• _BRIEF 1_: Return every line of the records below that contains the string "give", matching case exactly.

• _EXTRACT TO READ_:

:::

Q See how it shows a little person inside
the crosswalk?
A — I saw that already. Yes.
13 A-0506-12T4
Q You . . . deny that the Police Officer
got the information placing her in the . . .
crosswalk from you; correct?
A That he got — from me, he didn't get it
because I didn't — I didn't state that —
that she was in the crosswalk. He didn't
get it from me.
In his summation, plaintiff's counsel returned to the
police report, arguing that defendant's version did not appear
in it, reflecting that it was a recent fabrication.
And when is the first time that that version
of the accident comes up? Not when he spoke
to the police. In this case; after the
police come to court. Is that credible?
He had the opportunity to speak to the
police officers at the very moment of the
accident. And his testimony was basically,
not that what he told plaintiff before going
to the police station — there was sun-glare;
that he didn't see her — and went back where
he told plaintiff and her daughter —
daughter present — mother — there was sun-
glare; he just didn't see her; he was sorry.

:::

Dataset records
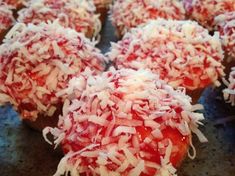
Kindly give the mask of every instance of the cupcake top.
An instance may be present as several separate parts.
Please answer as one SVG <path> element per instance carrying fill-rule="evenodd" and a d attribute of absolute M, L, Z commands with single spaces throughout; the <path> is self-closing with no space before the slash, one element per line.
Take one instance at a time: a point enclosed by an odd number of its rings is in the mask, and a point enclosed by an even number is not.
<path fill-rule="evenodd" d="M 192 21 L 150 21 L 112 43 L 109 59 L 117 68 L 149 68 L 173 87 L 205 88 L 223 76 L 218 33 Z"/>
<path fill-rule="evenodd" d="M 224 99 L 231 103 L 232 106 L 235 105 L 235 67 L 232 67 L 229 74 L 228 82 L 226 83 L 227 88 L 223 90 Z"/>
<path fill-rule="evenodd" d="M 234 0 L 183 0 L 183 3 L 188 16 L 209 30 L 214 29 L 214 17 L 235 11 Z"/>
<path fill-rule="evenodd" d="M 111 21 L 119 35 L 150 19 L 185 19 L 185 10 L 179 0 L 116 0 L 111 8 Z"/>
<path fill-rule="evenodd" d="M 235 11 L 215 17 L 214 23 L 220 32 L 224 50 L 228 56 L 235 57 Z"/>
<path fill-rule="evenodd" d="M 94 4 L 98 8 L 108 8 L 109 5 L 112 3 L 112 0 L 93 0 Z"/>
<path fill-rule="evenodd" d="M 81 96 L 65 101 L 58 128 L 43 131 L 66 153 L 56 176 L 173 176 L 191 131 L 207 141 L 198 129 L 203 115 L 193 112 L 200 106 L 148 70 L 111 69 L 76 79 Z"/>
<path fill-rule="evenodd" d="M 0 1 L 0 32 L 9 29 L 15 22 L 12 8 L 12 6 Z"/>
<path fill-rule="evenodd" d="M 18 21 L 38 24 L 42 21 L 59 19 L 62 26 L 73 28 L 92 38 L 96 37 L 101 30 L 99 15 L 95 14 L 95 10 L 92 1 L 33 0 L 18 12 Z"/>
<path fill-rule="evenodd" d="M 58 23 L 17 23 L 0 46 L 0 104 L 10 102 L 21 118 L 52 116 L 73 76 L 89 67 L 104 70 L 104 57 L 83 34 Z M 68 91 L 68 90 L 67 90 Z"/>
<path fill-rule="evenodd" d="M 29 1 L 29 0 L 1 0 L 1 1 L 18 9 L 23 6 L 25 1 Z"/>

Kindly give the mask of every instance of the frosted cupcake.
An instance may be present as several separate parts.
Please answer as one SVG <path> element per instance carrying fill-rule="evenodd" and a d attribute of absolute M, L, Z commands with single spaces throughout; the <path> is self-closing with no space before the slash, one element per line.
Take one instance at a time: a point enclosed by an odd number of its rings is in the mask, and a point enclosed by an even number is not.
<path fill-rule="evenodd" d="M 0 104 L 11 103 L 37 130 L 56 125 L 72 78 L 87 67 L 93 74 L 104 70 L 94 45 L 58 23 L 17 23 L 0 46 Z"/>
<path fill-rule="evenodd" d="M 219 86 L 223 50 L 218 33 L 192 21 L 153 20 L 112 43 L 109 59 L 117 68 L 148 68 L 195 103 L 209 85 Z"/>

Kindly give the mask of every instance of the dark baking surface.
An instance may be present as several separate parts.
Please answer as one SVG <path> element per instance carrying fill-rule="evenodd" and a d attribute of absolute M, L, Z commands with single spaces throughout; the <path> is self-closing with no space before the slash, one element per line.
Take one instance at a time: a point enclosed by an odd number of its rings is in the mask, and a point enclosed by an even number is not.
<path fill-rule="evenodd" d="M 107 22 L 102 31 L 103 52 L 110 41 L 117 40 Z M 200 101 L 204 105 L 204 127 L 200 129 L 209 142 L 201 144 L 194 136 L 197 157 L 187 158 L 179 176 L 235 176 L 235 121 L 217 124 L 235 116 L 235 107 L 226 104 L 221 90 L 208 88 Z M 47 144 L 42 135 L 24 125 L 10 107 L 0 108 L 0 176 L 51 176 L 63 155 Z"/>

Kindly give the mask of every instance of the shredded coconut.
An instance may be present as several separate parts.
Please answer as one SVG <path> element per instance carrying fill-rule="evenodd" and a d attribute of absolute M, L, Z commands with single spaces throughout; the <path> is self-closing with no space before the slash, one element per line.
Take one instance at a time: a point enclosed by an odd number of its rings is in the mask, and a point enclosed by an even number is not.
<path fill-rule="evenodd" d="M 64 27 L 70 27 L 87 37 L 97 37 L 101 30 L 95 6 L 87 0 L 34 0 L 19 11 L 18 21 L 34 23 L 59 20 Z"/>
<path fill-rule="evenodd" d="M 235 4 L 235 2 L 234 2 Z M 222 45 L 229 57 L 235 57 L 235 12 L 227 12 L 215 17 L 216 29 L 220 33 Z"/>
<path fill-rule="evenodd" d="M 183 3 L 180 0 L 116 0 L 110 10 L 110 19 L 120 36 L 156 18 L 184 20 Z"/>
<path fill-rule="evenodd" d="M 15 23 L 12 9 L 13 7 L 0 1 L 0 33 L 9 29 Z"/>
<path fill-rule="evenodd" d="M 183 0 L 186 13 L 209 30 L 214 29 L 214 17 L 235 10 L 234 0 Z"/>
<path fill-rule="evenodd" d="M 76 79 L 86 78 L 83 79 L 85 89 L 64 107 L 58 127 L 43 131 L 46 141 L 46 134 L 51 133 L 54 144 L 61 144 L 65 152 L 55 175 L 70 171 L 71 176 L 82 173 L 175 176 L 177 163 L 172 163 L 171 156 L 178 156 L 177 162 L 180 162 L 187 153 L 191 138 L 191 129 L 188 133 L 181 133 L 179 126 L 194 127 L 193 131 L 198 133 L 203 115 L 192 112 L 192 109 L 200 109 L 200 106 L 192 106 L 188 96 L 175 91 L 149 70 L 111 68 L 97 76 L 87 73 L 81 73 Z M 108 101 L 113 103 L 101 106 L 107 101 L 106 96 L 100 96 L 101 92 L 109 95 Z M 131 110 L 123 108 L 125 103 Z M 161 115 L 156 113 L 159 111 Z M 120 112 L 121 119 L 142 121 L 142 125 L 120 125 L 117 120 Z M 152 117 L 155 114 L 158 114 L 157 118 Z M 179 141 L 175 141 L 175 135 L 179 136 Z M 150 139 L 148 143 L 147 138 Z M 185 151 L 182 148 L 173 150 L 178 142 L 185 146 Z M 179 154 L 180 151 L 183 155 Z"/>
<path fill-rule="evenodd" d="M 52 116 L 58 104 L 72 98 L 73 87 L 83 85 L 73 77 L 86 67 L 89 74 L 103 71 L 104 59 L 94 42 L 56 22 L 18 23 L 0 46 L 0 104 L 12 103 L 23 119 Z"/>
<path fill-rule="evenodd" d="M 119 69 L 151 69 L 175 88 L 218 85 L 224 76 L 218 33 L 211 36 L 192 21 L 149 21 L 112 43 L 107 56 Z"/>

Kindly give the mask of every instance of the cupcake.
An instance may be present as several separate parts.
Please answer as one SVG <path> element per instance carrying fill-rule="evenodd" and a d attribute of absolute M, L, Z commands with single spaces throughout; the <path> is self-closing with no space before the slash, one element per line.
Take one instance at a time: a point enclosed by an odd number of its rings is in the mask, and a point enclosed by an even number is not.
<path fill-rule="evenodd" d="M 93 2 L 96 7 L 96 13 L 100 15 L 100 21 L 104 24 L 112 0 L 93 0 Z"/>
<path fill-rule="evenodd" d="M 14 7 L 14 9 L 19 10 L 24 6 L 24 3 L 29 0 L 1 0 L 1 1 Z"/>
<path fill-rule="evenodd" d="M 193 103 L 224 76 L 218 33 L 211 36 L 192 21 L 149 21 L 112 43 L 107 56 L 119 69 L 151 69 L 174 88 L 186 89 Z"/>
<path fill-rule="evenodd" d="M 220 33 L 225 51 L 225 73 L 229 75 L 231 68 L 235 66 L 235 11 L 218 15 L 215 17 L 214 24 Z"/>
<path fill-rule="evenodd" d="M 235 105 L 235 67 L 232 67 L 231 69 L 226 86 L 227 88 L 223 90 L 224 99 L 228 103 L 231 103 L 232 106 L 234 106 Z"/>
<path fill-rule="evenodd" d="M 235 11 L 234 0 L 183 0 L 189 18 L 198 21 L 208 30 L 214 30 L 214 18 Z"/>
<path fill-rule="evenodd" d="M 116 0 L 110 10 L 110 19 L 116 33 L 122 37 L 131 28 L 150 19 L 185 19 L 180 0 Z"/>
<path fill-rule="evenodd" d="M 12 7 L 0 1 L 0 42 L 14 23 Z"/>
<path fill-rule="evenodd" d="M 111 69 L 77 79 L 82 95 L 65 103 L 57 128 L 43 130 L 65 153 L 55 176 L 173 176 L 192 132 L 207 142 L 198 129 L 203 115 L 193 112 L 199 106 L 151 71 Z"/>
<path fill-rule="evenodd" d="M 87 67 L 93 74 L 104 70 L 94 45 L 56 22 L 17 23 L 0 46 L 0 104 L 11 103 L 37 130 L 56 125 L 72 78 Z"/>
<path fill-rule="evenodd" d="M 82 32 L 88 38 L 97 37 L 101 30 L 99 15 L 92 1 L 84 0 L 33 0 L 18 12 L 18 21 L 39 24 L 59 20 L 64 27 Z"/>

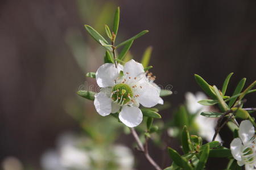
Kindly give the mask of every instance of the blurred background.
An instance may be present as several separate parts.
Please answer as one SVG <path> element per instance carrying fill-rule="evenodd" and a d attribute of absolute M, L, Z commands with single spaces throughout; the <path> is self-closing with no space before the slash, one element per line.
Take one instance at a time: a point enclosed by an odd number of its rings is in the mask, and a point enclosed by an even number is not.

:::

• _BRIEF 2_: Reproduce the trial transcript verbatim, everything from "And when is" down to "he was sorry.".

• _EXERCISE SOLUTION 1_:
Kindly give the mask of every instance of the cupcake top.
Kindly give the mask of every instance of the frosted cupcake.
Kindly give the mask of every instance of the dark baking surface.
Kindly give the mask of every instance of the shredded coconut.
Kindly give the mask of every instance of the cupcake.
Kindly give the mask of every instance of the blurred background.

• _EXERCISE SOLUTION 2_:
And when is the first time that that version
of the accident comes up? Not when he spoke
to the police. In this case; after the
police come to court. Is that credible?
He had the opportunity to speak to the
police officers at the very moment of the
accident. And his testimony was basically,
not that what he told plaintiff before going
to the police station — there was sun-glare;
that he didn't see her — and went back where
he told plaintiff and her daughter —
daughter present — mother — there was sun-
glare; he just didn't see her; he was sorry.